| Task instructions |
Copy every line of the listing below verbatim, with no changes.

Coordinate annotation listing
┄┄┄┄┄┄┄┄┄┄┄┄┄┄┄┄┄┄┄┄

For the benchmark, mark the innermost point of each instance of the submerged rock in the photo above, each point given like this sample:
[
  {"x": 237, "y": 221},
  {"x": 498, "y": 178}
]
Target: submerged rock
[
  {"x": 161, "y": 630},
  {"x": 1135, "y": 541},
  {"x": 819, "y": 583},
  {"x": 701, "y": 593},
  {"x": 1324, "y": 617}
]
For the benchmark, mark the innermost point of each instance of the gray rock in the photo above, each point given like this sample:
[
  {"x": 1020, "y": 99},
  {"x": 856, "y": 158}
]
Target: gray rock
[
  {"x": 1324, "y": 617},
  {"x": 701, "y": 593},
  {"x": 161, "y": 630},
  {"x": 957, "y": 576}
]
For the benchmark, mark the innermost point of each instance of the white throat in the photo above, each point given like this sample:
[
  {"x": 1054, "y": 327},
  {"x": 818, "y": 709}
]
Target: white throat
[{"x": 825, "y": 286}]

┄┄┄┄┄┄┄┄┄┄┄┄┄┄┄┄┄┄┄┄

| The solution |
For the benchmark, mark the innermost point of each instance of the submerged rock in the photo above, each point given like this sample:
[
  {"x": 237, "y": 221},
  {"x": 498, "y": 178}
]
Target: submerged rock
[
  {"x": 161, "y": 630},
  {"x": 1135, "y": 541},
  {"x": 819, "y": 583},
  {"x": 701, "y": 593},
  {"x": 1324, "y": 617}
]
For the benchmark, mark the innermost point of each instance of the gray rock in the photo above, each point given like this sample:
[
  {"x": 1020, "y": 99},
  {"x": 856, "y": 158}
]
Target: gray rock
[
  {"x": 1324, "y": 617},
  {"x": 701, "y": 593},
  {"x": 161, "y": 630},
  {"x": 957, "y": 576}
]
For the benchmark, mark the innermost point of each instance of the white throat in the photo above, each point given like this sample:
[
  {"x": 1054, "y": 327},
  {"x": 818, "y": 709}
]
Target: white throat
[{"x": 825, "y": 286}]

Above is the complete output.